--- START ---

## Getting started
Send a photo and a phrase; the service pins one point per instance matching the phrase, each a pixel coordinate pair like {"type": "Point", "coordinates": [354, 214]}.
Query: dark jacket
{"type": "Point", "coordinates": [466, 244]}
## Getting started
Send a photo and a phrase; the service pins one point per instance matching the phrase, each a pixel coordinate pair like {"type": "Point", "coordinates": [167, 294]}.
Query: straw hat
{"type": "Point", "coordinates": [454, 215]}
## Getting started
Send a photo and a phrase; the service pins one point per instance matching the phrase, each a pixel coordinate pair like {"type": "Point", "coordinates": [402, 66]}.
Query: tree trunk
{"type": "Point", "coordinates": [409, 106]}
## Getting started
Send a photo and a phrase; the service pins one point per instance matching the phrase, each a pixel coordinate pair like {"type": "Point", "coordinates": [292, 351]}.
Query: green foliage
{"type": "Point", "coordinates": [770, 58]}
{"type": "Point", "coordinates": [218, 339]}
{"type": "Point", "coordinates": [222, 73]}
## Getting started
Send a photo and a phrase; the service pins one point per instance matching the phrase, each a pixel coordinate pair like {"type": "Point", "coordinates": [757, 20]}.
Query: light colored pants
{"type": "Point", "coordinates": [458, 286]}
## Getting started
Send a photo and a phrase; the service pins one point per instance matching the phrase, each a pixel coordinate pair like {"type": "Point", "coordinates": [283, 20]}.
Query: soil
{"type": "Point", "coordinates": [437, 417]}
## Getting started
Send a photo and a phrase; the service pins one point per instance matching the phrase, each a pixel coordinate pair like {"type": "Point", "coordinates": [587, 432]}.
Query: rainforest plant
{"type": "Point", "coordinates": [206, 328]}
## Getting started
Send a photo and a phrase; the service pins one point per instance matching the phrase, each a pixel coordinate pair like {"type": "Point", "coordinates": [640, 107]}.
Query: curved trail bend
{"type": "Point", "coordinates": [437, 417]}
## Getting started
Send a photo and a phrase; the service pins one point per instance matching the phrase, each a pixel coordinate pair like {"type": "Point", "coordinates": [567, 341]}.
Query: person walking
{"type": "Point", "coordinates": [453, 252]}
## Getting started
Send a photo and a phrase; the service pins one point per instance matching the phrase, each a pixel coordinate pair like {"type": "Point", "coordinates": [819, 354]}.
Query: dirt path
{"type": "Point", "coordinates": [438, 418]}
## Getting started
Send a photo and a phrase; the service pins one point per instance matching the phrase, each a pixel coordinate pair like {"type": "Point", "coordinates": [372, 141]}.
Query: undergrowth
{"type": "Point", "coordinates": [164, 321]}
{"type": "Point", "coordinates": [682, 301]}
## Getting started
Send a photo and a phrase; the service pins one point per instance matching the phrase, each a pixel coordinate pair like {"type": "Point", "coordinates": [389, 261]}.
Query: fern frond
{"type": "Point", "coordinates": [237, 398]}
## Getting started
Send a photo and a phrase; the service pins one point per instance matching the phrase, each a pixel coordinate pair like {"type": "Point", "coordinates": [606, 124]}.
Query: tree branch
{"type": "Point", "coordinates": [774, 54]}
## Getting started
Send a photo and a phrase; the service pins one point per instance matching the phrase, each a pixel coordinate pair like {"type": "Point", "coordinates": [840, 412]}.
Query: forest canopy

--- END ---

_Your task_:
Give the entries again, every one of them exactly.

_Result of this exercise_:
## Getting started
Send a photo and a phrase; the service pins one point per instance matching the phrase, each a pixel coordinate pair like {"type": "Point", "coordinates": [354, 214]}.
Query: dark jacket
{"type": "Point", "coordinates": [466, 244]}
## Getting started
Send a photo and a phrase; the service pins one point per instance matching the phrase, each a pixel coordinate pair like {"type": "Point", "coordinates": [167, 294]}.
Query: straw hat
{"type": "Point", "coordinates": [454, 215]}
## Getting started
Send a photo and a phrase; the service pins one point per instance matching the phrase, each a pixel coordinate pair like {"type": "Point", "coordinates": [402, 66]}.
Query: tree trunk
{"type": "Point", "coordinates": [409, 106]}
## Getting started
Send a photo and a phrase; the service pins one point per instance matching the phrase, each a pixel coordinate pair like {"type": "Point", "coordinates": [292, 351]}.
Query: green foliage
{"type": "Point", "coordinates": [770, 58]}
{"type": "Point", "coordinates": [218, 339]}
{"type": "Point", "coordinates": [222, 73]}
## Getting started
Send a photo and a phrase; the service pins one point per instance matching the phrase, each a pixel coordinate pair like {"type": "Point", "coordinates": [757, 20]}.
Query: light colored pants
{"type": "Point", "coordinates": [458, 286]}
## Getting started
Send a photo and a phrase; the service pins one point per instance matching the phrase, each a pixel coordinate pair like {"type": "Point", "coordinates": [283, 20]}.
Query: soil
{"type": "Point", "coordinates": [437, 417]}
## Getting started
Send a photo and a phrase; the service pins one point per instance matching the phrase, each a pixel coordinate pair like {"type": "Point", "coordinates": [587, 432]}.
Query: rainforest plant
{"type": "Point", "coordinates": [206, 328]}
## Getting started
Send a photo and a phrase; the service pins one point per instance matching the phrase, each a pixel coordinate pair like {"type": "Point", "coordinates": [640, 107]}.
Query: curved trail bend
{"type": "Point", "coordinates": [437, 417]}
## Getting started
Send a photo and a phrase; the service pins one point per instance matching the phrase, each a pixel coordinate pair like {"type": "Point", "coordinates": [567, 341]}.
Query: person walking
{"type": "Point", "coordinates": [453, 252]}
## Getting started
Send a photo and a phrase; the service pins one point per instance matching the phrase, each a pixel coordinate pair like {"type": "Point", "coordinates": [819, 354]}.
Query: dirt path
{"type": "Point", "coordinates": [438, 418]}
## Getting started
Send a photo and a phrase; the service pins one point per instance matching the phrase, each a pixel coordinate pair like {"type": "Point", "coordinates": [372, 141]}.
Query: undergrowth
{"type": "Point", "coordinates": [164, 321]}
{"type": "Point", "coordinates": [682, 301]}
## Getting started
Send a photo and a phrase; the service pins one point per instance matching the phrase, each a pixel coordinate pair like {"type": "Point", "coordinates": [389, 261]}.
Query: fern frond
{"type": "Point", "coordinates": [237, 398]}
## Getting started
Send a photo and a phrase; the service pins one point per instance matching the phrase, each a pixel coordinate pair like {"type": "Point", "coordinates": [606, 124]}.
Query: tree branch
{"type": "Point", "coordinates": [774, 54]}
## Getting started
Send a photo and a phrase; the service pins one point per instance matching the phrase, each a pixel coordinate pair like {"type": "Point", "coordinates": [840, 412]}.
Query: forest canopy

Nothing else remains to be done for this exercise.